Dataset extract section start
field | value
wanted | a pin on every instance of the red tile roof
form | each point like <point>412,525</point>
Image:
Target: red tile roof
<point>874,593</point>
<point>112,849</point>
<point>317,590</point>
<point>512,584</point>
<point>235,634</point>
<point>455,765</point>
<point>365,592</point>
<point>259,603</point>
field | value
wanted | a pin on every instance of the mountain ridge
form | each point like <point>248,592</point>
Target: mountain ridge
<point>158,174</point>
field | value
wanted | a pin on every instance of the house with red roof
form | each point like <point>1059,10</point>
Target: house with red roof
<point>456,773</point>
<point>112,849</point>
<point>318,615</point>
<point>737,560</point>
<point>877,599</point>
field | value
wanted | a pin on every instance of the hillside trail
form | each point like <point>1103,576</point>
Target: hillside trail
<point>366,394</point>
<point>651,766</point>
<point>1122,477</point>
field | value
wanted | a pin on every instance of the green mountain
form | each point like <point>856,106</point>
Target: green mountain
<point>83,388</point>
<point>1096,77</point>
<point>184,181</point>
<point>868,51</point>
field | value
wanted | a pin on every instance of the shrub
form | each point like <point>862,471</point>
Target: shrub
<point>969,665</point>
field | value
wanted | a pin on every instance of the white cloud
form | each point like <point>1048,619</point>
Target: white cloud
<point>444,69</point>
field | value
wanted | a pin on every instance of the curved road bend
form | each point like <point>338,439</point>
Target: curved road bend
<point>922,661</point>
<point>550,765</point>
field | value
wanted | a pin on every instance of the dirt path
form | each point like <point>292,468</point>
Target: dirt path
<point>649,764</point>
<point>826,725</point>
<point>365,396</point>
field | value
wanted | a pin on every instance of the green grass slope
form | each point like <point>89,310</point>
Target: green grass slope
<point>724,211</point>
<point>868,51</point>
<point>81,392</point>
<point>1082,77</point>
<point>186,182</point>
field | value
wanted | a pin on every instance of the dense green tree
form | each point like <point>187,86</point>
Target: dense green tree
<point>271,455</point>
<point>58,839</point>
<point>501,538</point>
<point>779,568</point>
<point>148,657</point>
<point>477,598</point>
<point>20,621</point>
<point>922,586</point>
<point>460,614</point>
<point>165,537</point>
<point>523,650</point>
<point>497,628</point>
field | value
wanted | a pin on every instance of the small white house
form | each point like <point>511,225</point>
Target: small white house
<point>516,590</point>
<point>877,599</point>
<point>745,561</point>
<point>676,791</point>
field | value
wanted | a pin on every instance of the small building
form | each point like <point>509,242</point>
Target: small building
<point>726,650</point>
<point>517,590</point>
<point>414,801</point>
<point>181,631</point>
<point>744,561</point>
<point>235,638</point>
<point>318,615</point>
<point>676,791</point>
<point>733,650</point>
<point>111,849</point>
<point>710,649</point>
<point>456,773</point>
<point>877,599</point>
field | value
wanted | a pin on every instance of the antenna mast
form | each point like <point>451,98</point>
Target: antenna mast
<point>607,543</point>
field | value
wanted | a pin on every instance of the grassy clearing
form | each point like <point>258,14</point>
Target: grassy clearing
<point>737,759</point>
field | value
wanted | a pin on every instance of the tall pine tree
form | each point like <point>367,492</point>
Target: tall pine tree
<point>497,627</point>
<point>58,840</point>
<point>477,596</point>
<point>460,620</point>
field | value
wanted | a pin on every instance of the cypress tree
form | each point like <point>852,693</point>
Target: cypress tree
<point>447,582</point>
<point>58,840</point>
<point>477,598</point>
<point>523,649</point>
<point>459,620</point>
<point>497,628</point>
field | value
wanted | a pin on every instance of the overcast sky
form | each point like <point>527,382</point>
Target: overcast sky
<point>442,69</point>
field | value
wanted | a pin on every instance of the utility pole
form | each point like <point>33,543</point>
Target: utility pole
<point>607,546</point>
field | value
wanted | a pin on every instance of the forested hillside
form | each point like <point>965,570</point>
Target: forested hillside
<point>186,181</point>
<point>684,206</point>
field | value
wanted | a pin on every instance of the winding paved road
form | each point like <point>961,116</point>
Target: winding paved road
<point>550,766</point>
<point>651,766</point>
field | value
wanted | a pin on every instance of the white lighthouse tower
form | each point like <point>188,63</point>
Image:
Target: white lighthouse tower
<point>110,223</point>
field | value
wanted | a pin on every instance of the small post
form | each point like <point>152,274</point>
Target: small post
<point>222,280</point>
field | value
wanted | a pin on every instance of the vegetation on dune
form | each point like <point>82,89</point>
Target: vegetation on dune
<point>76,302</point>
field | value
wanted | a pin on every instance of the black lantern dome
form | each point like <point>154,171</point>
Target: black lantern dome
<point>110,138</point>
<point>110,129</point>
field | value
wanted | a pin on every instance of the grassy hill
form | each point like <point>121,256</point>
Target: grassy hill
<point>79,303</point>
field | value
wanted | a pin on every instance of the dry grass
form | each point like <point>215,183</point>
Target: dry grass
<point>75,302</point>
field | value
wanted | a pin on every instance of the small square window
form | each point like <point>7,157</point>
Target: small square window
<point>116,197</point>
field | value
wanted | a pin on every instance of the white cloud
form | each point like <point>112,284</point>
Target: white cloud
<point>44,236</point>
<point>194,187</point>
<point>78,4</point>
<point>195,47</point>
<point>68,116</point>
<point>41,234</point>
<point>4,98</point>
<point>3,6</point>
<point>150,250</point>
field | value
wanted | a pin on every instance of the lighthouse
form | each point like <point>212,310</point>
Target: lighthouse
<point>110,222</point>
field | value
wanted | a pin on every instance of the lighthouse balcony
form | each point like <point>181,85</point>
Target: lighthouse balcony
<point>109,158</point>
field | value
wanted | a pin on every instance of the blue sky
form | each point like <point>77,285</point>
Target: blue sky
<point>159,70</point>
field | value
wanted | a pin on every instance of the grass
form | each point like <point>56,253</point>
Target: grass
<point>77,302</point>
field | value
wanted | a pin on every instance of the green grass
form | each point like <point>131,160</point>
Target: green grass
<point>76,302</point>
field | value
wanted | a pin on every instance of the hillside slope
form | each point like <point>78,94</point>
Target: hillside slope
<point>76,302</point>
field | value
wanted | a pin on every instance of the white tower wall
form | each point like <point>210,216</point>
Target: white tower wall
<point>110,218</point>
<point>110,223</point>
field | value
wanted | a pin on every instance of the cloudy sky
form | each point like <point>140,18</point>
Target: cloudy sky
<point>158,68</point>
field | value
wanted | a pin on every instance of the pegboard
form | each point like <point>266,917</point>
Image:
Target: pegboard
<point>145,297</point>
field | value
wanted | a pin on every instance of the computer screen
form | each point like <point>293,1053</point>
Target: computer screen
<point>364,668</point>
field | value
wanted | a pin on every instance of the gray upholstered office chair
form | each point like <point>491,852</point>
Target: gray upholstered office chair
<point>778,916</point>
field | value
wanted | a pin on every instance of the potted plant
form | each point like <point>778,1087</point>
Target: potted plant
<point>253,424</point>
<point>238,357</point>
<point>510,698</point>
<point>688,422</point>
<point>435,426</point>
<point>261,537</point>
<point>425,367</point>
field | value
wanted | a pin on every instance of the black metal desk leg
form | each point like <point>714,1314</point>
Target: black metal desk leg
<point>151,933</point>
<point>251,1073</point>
Dataset extract section end
▶ _Problem_
Print every line you see above, exactly as written.

▶ _Task solution_
field | value
wanted | a pin on every instance of the red tile roof
form | each point like <point>412,525</point>
Image:
Target: red tile roof
<point>874,593</point>
<point>112,849</point>
<point>317,590</point>
<point>512,584</point>
<point>235,634</point>
<point>455,765</point>
<point>365,592</point>
<point>259,603</point>
field | value
wanted | a pin on every instance of the mountain ridge
form | each point like <point>248,592</point>
Target: mountain ridge
<point>158,174</point>
field | value
wanted | a pin on every instance of the house with red roof
form | each point like <point>1059,10</point>
Target: house with red roof
<point>456,773</point>
<point>112,849</point>
<point>318,615</point>
<point>737,560</point>
<point>877,599</point>
field | value
wanted | a pin on every instance of the hillside trail
form | each point like <point>1103,576</point>
Target: hillside trail
<point>366,394</point>
<point>651,766</point>
<point>1122,477</point>
field | value
wanted | a pin on every instance of the green mountain
form | each point like <point>856,106</point>
Target: green mountain
<point>83,388</point>
<point>1096,77</point>
<point>184,181</point>
<point>868,51</point>
field | value
wanted | a pin on every instance of the shrub
form | each point like <point>862,471</point>
Target: shrub
<point>969,665</point>
field | value
wanted | a pin on every instance of the white cloud
form | each point like <point>1048,619</point>
Target: white cloud
<point>444,69</point>
field | value
wanted | a pin on every instance of the curved road bend
form | each point like <point>338,439</point>
Target: curved road bend
<point>922,661</point>
<point>550,765</point>
field | value
wanted | a pin on every instance of the dirt path
form | each point like <point>292,468</point>
Target: dirt path
<point>649,764</point>
<point>826,725</point>
<point>365,396</point>
field | value
wanted | a pin on every instance of the green grass slope
form | each point like <point>89,310</point>
Target: green grass slope
<point>724,211</point>
<point>868,51</point>
<point>81,392</point>
<point>1082,77</point>
<point>186,182</point>
field | value
wanted | a pin on every instance of the dense green tree
form | each point like <point>187,86</point>
Target: dense green tree
<point>271,455</point>
<point>58,839</point>
<point>501,538</point>
<point>779,568</point>
<point>148,657</point>
<point>477,598</point>
<point>20,621</point>
<point>922,586</point>
<point>460,614</point>
<point>165,537</point>
<point>523,650</point>
<point>497,628</point>
field | value
wanted | a pin on every instance of the small white house
form | each point like <point>511,225</point>
Target: small white house
<point>516,590</point>
<point>877,599</point>
<point>745,561</point>
<point>676,791</point>
field | value
wanted | a pin on every instance of the small building
form | each point like <point>509,242</point>
Target: small building
<point>726,650</point>
<point>517,590</point>
<point>414,801</point>
<point>181,631</point>
<point>744,561</point>
<point>235,638</point>
<point>318,615</point>
<point>676,791</point>
<point>733,650</point>
<point>111,849</point>
<point>710,649</point>
<point>456,773</point>
<point>877,599</point>
field | value
wanted | a pin on every instance of the antenna mast
form | each point like <point>451,98</point>
Target: antenna mast
<point>607,543</point>
field | value
wanted | a pin on every instance of the grassy clearing
form | each point like <point>258,14</point>
Target: grassy clearing
<point>737,759</point>
field | value
wanted | a pin on every instance of the tall pine tree
form | each point like <point>367,492</point>
Target: tall pine tree
<point>497,627</point>
<point>58,840</point>
<point>477,596</point>
<point>460,620</point>
field | value
wanted | a pin on every instance of the cypress tree
form | each point like <point>852,693</point>
Target: cypress tree
<point>447,582</point>
<point>58,840</point>
<point>477,598</point>
<point>523,649</point>
<point>459,620</point>
<point>497,628</point>
field | value
wanted | a pin on every instance of the overcast sky
form | each point like <point>527,382</point>
Target: overcast sky
<point>442,69</point>
field | value
wanted | a pin on every instance of the utility pole
form | each point like <point>33,543</point>
Target: utility pole
<point>607,546</point>
field | value
wanted | a pin on every instance of the forested hillside
form | each point like <point>965,570</point>
Target: forested hillside
<point>186,181</point>
<point>684,206</point>
field | value
wanted | a pin on every instance of the winding paved road
form | each point like <point>961,116</point>
Target: winding paved road
<point>550,766</point>
<point>651,766</point>
field | value
wanted | a pin on every instance of the white lighthouse tower
form | each point like <point>188,63</point>
Image:
Target: white lighthouse tower
<point>110,223</point>
field | value
wanted | a pin on every instance of the small post
form | each point like <point>152,274</point>
Target: small post
<point>222,280</point>
field | value
wanted | a pin on every instance of the vegetation on dune
form | each point like <point>82,89</point>
Target: vegetation on dune
<point>76,302</point>
field | value
wanted | a pin on every instance of the black lantern dome
form | each point like <point>154,171</point>
Target: black lantern dome
<point>110,138</point>
<point>110,129</point>
field | value
wanted | a pin on every instance of the grassy hill
form | each point like <point>121,256</point>
Target: grassy hill
<point>79,303</point>
field | value
wanted | a pin on every instance of the dry grass
form | each point like <point>215,183</point>
Target: dry grass
<point>75,302</point>
field | value
wanted | a pin on every instance of the small square window
form | each point like <point>7,157</point>
Target: small square window
<point>116,197</point>
field | value
wanted | a pin on every instance of the white cloud
form | each point like <point>112,284</point>
Target: white cloud
<point>44,236</point>
<point>194,187</point>
<point>78,4</point>
<point>195,47</point>
<point>68,116</point>
<point>41,234</point>
<point>4,98</point>
<point>3,6</point>
<point>150,250</point>
field | value
wanted | a pin on every instance of the lighthouse
form | each point like <point>212,310</point>
Target: lighthouse
<point>110,222</point>
field | value
wanted | a pin on every instance of the lighthouse balcony
form | each point like <point>181,85</point>
Target: lighthouse balcony
<point>109,158</point>
field | value
wanted | a pin on every instance of the blue sky
form | each point like <point>77,285</point>
Target: blue sky
<point>159,70</point>
field | value
wanted | a pin on every instance of the grass
form | each point like <point>56,253</point>
Target: grass
<point>77,302</point>
field | value
wanted | a pin on every instance of the green grass
form | each point like <point>131,160</point>
Target: green grass
<point>76,302</point>
field | value
wanted | a pin on every instance of the hillside slope
form | each point like <point>78,94</point>
Target: hillside slope
<point>76,302</point>
field | value
wanted | a pin on every instance of the white tower wall
form | each point like <point>210,216</point>
Target: white tower wall
<point>110,218</point>
<point>110,223</point>
field | value
wanted | a pin on every instance of the cloudy sky
form | each point like <point>140,18</point>
Target: cloudy sky
<point>158,68</point>
field | value
wanted | a pin on every instance of the pegboard
form | each point like <point>266,917</point>
Image:
Target: pegboard
<point>145,297</point>
field | value
wanted | a pin on every instance of the computer screen
form | each point like <point>293,1053</point>
Target: computer screen
<point>364,668</point>
field | value
wanted | a pin on every instance of the gray upholstered office chair
form | each point like <point>491,852</point>
Target: gray upholstered office chair
<point>778,916</point>
field | value
wanted | a pin on every instance of the potted plant
form | each point like <point>778,1087</point>
Target: potted plant
<point>253,424</point>
<point>238,357</point>
<point>510,698</point>
<point>688,422</point>
<point>435,426</point>
<point>261,537</point>
<point>425,367</point>
field | value
wanted | a pin on every instance of the black metal desk leg
form | each point like <point>714,1314</point>
Target: black metal desk leg
<point>151,933</point>
<point>251,1073</point>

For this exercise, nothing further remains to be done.